Exactly reproduce the lines from the line containing "the concrete paving" to the end of the data below, inclusive, and nothing else.

____ Data section

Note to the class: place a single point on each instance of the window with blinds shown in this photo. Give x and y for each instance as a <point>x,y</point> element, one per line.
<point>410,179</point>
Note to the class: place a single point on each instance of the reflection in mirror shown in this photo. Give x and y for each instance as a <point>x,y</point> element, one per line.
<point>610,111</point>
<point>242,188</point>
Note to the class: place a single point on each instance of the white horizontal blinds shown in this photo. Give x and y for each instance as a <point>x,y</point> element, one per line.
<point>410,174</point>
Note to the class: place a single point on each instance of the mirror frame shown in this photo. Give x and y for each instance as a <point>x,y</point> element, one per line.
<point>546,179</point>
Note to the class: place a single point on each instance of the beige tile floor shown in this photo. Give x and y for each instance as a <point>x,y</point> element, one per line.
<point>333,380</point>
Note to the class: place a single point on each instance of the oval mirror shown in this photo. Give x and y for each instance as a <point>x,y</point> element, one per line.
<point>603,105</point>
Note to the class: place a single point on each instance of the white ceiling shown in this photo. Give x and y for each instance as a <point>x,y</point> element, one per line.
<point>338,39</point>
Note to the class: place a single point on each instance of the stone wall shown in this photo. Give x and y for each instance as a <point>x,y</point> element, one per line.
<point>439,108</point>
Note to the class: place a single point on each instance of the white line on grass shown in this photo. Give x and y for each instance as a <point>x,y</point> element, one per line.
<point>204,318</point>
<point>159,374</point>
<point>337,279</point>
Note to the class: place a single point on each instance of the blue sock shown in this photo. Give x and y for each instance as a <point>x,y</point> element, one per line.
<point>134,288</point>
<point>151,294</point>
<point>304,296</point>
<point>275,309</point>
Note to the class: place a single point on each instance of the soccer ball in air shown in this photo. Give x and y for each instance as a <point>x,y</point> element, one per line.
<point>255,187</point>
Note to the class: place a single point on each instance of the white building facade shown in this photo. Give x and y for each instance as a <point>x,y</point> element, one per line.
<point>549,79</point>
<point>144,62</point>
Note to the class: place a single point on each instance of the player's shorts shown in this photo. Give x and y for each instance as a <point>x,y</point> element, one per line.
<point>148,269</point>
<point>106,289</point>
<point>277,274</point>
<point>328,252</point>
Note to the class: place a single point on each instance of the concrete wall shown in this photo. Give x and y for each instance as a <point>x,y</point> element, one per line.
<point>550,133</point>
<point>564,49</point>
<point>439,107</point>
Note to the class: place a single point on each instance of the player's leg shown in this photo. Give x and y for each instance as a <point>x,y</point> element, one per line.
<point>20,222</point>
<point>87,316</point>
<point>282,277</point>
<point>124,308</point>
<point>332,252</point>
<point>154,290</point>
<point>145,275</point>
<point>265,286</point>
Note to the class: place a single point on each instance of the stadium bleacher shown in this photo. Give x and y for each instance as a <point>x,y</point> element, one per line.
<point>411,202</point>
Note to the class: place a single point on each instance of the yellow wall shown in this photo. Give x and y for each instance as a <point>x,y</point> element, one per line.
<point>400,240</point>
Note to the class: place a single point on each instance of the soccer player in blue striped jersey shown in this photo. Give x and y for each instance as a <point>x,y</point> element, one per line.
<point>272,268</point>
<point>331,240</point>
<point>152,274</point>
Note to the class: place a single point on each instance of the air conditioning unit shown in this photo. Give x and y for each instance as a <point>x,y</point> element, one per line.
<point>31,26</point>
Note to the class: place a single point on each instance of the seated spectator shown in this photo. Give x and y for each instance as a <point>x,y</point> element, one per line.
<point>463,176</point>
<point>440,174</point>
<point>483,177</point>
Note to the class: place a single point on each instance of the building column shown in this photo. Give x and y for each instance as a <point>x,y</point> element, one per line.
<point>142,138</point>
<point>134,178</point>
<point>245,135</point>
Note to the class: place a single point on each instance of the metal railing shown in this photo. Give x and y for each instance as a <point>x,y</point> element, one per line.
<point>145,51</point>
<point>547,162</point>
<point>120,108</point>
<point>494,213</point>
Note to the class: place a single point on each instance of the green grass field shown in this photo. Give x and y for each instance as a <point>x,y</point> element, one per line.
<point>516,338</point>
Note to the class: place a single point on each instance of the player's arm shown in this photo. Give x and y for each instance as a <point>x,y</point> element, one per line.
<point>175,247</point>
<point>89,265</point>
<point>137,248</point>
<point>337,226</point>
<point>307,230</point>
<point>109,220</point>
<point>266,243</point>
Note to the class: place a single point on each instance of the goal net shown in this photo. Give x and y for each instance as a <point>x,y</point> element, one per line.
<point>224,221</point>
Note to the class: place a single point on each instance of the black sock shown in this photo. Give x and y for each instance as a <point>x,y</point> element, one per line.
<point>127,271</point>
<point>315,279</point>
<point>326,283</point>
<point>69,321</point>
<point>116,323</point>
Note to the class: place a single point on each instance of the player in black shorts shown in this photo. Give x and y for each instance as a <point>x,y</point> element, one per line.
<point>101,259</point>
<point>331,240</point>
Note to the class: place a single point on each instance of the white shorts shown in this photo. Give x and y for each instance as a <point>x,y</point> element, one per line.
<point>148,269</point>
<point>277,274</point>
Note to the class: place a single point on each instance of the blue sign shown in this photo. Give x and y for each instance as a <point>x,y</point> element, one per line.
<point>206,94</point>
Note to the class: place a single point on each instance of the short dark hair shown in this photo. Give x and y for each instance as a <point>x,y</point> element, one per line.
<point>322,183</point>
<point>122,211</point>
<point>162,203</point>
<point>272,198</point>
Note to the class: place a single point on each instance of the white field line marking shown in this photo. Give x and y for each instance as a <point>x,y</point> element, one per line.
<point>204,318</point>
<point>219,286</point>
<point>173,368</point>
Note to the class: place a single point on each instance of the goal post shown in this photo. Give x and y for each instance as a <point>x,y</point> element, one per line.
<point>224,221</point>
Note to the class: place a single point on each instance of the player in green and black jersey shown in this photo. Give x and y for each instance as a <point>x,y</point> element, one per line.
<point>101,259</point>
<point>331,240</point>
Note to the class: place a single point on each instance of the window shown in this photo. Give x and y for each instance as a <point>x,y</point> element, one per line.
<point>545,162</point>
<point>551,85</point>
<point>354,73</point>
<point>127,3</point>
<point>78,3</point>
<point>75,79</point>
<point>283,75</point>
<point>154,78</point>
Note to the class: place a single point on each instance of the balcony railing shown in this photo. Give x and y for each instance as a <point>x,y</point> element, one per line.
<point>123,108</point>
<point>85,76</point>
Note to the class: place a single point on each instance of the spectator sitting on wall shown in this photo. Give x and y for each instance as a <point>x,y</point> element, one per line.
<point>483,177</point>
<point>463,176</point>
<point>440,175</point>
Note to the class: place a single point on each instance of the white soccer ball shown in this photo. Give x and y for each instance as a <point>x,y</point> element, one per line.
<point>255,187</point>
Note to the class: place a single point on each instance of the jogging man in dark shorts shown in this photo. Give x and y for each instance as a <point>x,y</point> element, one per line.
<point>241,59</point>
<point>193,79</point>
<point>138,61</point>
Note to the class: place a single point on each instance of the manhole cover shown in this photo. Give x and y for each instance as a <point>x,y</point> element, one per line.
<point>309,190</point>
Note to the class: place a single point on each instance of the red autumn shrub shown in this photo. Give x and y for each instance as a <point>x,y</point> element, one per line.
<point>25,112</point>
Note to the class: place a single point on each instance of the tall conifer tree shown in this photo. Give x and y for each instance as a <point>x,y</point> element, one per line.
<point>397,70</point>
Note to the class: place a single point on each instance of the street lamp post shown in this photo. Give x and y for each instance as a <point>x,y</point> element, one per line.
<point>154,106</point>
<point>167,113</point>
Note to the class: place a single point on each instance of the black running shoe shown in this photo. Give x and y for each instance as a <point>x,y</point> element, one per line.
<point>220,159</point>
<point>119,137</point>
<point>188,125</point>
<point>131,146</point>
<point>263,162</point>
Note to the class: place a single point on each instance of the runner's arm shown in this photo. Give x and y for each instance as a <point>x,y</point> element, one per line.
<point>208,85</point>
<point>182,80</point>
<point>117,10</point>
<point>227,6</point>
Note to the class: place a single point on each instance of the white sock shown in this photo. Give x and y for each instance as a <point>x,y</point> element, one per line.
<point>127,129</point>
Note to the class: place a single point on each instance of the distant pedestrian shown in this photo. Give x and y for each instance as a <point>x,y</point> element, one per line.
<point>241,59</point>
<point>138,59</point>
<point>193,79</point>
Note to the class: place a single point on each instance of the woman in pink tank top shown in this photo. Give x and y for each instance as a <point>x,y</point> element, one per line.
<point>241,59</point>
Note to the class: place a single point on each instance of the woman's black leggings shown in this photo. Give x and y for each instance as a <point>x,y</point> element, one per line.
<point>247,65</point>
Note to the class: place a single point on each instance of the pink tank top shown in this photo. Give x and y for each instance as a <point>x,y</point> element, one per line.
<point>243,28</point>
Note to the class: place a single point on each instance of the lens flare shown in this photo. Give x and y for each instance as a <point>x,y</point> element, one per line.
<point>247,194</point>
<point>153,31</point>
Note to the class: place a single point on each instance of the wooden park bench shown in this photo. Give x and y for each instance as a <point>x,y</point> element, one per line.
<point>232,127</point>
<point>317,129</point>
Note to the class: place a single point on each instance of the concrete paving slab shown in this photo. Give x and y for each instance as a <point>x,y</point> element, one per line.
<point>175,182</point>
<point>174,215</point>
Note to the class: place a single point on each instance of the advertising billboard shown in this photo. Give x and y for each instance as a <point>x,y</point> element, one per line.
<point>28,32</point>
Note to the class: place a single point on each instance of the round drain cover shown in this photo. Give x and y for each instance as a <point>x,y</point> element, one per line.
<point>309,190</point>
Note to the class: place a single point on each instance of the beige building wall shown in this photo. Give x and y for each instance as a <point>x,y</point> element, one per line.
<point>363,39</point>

________

### [Solution to this task]
Note to the class: place a single point on each instance of the concrete paving slab shown in this photo. Give x and y for each instance as a <point>x,y</point> element, one per line.
<point>175,182</point>
<point>174,215</point>
Note to the class: place a single point on each instance of the advertising billboard shown in this photo. Give x and y for each instance as a <point>x,y</point> element, one per line.
<point>28,32</point>
Note to the class: place a single point on each instance of the round drain cover shown in this photo. Give x and y for each instance as a <point>x,y</point> element, one per line.
<point>309,190</point>
Note to the class: place a single point on each instance of the beige building wall shown in this photo. Give x and y for each instance as a <point>x,y</point> element, one per line.
<point>363,39</point>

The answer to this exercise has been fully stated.